> [TEXTO DE ORIGEM]
::::::
Diante das Big Five – ou do punhado de famílias que comandam a mídia brasileira -, o leitor pode enxergar a existência de um oligopólio, isto é, o domínio de um mercado por uns poucos players. O livro de Bagdikian permite pensar que os conglomerados trabalham de forma associada e coordenada, e operam para impor um monopólio ao mesmo tempo sedutor e perverso. Quem não se rende ao Padrão Globo de Qualidade, por exemplo? Quem não reconhece a importância da profissionalização das redações ou a necessidade de disponibilizar sinais de áudio e vídeo com nitidez e estabilidade? Para o autor, temos um monopólio quando um dos grupos determina os contornos de um mercado, definindo preços, condições de oferta ou regras de funcionamento. Os conglomerados fazem isso e atuam na lógica do compadrio.

O leitor vai notar que Bagdikian é um implacável analista de mídia que não perde a elegância e o equilíbrio. Suas leituras sobre a realidade estadunidense e sobre o ecossistema midiático não são meramente impressionistas. O autor lastreia o diagnóstico com dados nem sempre legíveis pelo grande público. Critica as ofensivas militares do seu país e as coberturas condescendentes, denuncia as manipulações resultantes das parcerias entre governos e mídia, e alerta para certas renúncias jornalísticas em episódios estratégicos, como o 11 de setembro de 2001. O autor lamenta as oportunidades perdidas nos momentos em que a mídia entregou os pontos, não se colocando como uma voz dissonante e, portanto, fiscalizadora dos demais poderes.

Ben Bagdikian é um observador privilegiado da mídia, mas, sobretudo, um repórter, pelo que se colhe de seu texto fluido, direto, recheado de informações e de inadiável compromisso com o presente. Esta característica poderia condenar seu livro a ser perecível e datado, e não é o que temos nas páginas a seguir.
::::::
> [DADOS FORNECIDOS]
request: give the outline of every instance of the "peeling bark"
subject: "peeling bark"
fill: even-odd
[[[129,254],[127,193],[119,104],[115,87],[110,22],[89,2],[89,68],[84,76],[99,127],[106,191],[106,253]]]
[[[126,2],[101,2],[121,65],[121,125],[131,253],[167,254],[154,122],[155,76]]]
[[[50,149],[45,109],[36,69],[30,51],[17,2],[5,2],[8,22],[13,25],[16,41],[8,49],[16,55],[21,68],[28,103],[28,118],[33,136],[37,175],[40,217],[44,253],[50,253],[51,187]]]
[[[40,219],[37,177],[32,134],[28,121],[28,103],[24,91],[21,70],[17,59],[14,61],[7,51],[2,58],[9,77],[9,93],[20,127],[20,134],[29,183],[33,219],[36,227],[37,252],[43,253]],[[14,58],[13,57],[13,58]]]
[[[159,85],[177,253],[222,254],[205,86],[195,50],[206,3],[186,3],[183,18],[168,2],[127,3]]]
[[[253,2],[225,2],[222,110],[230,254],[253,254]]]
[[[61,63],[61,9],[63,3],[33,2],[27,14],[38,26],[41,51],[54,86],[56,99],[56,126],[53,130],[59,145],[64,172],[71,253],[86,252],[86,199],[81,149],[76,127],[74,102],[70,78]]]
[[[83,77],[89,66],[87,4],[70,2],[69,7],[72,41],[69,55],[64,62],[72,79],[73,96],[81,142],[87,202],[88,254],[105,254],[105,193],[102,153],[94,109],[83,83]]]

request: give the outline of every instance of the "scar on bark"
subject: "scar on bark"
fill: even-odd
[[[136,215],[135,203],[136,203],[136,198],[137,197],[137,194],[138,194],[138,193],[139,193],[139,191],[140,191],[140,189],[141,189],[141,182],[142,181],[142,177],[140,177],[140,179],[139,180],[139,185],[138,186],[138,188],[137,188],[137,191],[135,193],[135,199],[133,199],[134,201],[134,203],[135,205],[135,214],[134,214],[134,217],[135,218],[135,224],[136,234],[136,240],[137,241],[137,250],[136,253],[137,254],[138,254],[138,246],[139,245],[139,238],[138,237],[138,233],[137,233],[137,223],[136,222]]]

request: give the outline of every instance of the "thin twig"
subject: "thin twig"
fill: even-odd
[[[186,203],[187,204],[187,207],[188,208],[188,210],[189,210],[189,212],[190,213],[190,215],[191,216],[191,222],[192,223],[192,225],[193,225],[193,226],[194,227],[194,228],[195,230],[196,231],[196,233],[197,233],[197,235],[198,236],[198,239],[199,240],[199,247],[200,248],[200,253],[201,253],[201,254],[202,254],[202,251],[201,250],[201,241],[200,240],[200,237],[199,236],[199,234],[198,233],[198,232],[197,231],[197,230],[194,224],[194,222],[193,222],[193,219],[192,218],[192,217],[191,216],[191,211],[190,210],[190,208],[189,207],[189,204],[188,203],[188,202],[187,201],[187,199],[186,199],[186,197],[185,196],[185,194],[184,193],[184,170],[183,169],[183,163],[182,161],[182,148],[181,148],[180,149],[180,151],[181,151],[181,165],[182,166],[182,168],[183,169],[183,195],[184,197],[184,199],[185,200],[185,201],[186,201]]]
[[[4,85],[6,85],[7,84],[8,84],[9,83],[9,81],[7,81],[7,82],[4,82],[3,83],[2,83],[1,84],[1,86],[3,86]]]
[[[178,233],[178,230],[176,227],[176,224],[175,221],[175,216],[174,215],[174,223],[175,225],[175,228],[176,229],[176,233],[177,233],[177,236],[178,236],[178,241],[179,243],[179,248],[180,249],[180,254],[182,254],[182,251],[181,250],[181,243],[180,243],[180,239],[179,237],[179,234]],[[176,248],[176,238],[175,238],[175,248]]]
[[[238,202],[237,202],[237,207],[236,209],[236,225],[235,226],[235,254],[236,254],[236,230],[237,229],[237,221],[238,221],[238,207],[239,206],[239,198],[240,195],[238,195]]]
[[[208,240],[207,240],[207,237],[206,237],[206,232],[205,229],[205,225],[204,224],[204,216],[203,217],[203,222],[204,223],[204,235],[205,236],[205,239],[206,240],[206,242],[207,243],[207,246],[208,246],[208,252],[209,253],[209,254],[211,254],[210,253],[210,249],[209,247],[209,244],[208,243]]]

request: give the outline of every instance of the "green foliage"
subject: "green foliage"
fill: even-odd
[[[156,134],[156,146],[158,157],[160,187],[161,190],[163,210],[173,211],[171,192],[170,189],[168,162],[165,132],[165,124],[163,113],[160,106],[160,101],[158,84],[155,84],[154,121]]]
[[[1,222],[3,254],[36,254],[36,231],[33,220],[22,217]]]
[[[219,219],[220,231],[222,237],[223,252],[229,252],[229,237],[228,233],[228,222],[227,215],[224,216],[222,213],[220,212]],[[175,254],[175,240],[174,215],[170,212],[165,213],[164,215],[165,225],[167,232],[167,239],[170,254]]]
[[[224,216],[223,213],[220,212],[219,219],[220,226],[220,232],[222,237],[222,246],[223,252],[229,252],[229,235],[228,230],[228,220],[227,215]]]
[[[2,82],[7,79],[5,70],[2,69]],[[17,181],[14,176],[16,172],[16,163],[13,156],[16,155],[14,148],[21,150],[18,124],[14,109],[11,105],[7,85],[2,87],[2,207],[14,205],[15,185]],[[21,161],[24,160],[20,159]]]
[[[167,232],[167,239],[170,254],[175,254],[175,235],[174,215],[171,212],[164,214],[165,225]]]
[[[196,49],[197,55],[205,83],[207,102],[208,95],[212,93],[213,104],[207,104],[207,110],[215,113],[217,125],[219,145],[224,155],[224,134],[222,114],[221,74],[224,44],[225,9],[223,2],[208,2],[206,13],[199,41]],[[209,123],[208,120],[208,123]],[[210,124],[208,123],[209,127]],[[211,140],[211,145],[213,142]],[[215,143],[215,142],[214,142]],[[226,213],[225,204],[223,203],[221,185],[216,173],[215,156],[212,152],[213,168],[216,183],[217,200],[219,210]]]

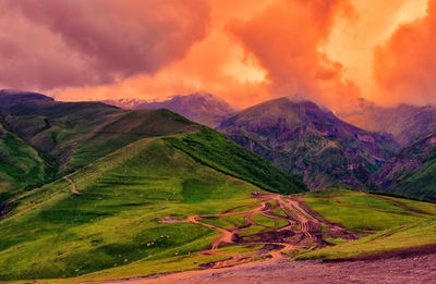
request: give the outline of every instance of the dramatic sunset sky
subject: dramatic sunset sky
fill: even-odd
[[[436,104],[436,0],[0,0],[0,88]]]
::::::
> [INSTRUÇÃO 1] Segundo o texto sobre a concentração da mídia, o que um grupo define quando determina os contornos de um mercado? Liste todos os itens.
> [INSTRUÇÃO 2] Repita, sem nenhuma alteração, tudo o que está no texto sobre a concentração da mídia desde "Ben Bagdikian é" até "páginas a seguir.".

> [RESPOSTA COMPLETA 1]
- preços
- condições de oferta
- regras de funcionamento

> [RESPOSTA COMPLETA 2]
Ben Bagdikian é um observador privilegiado da mídia, mas, sobretudo, um repórter, pelo que se colhe de seu texto fluido, direto, recheado de informações e de inadiável compromisso com o presente. Esta característica poderia condenar seu livro a ser perecível e datado, e não é o que temos nas páginas a seguir.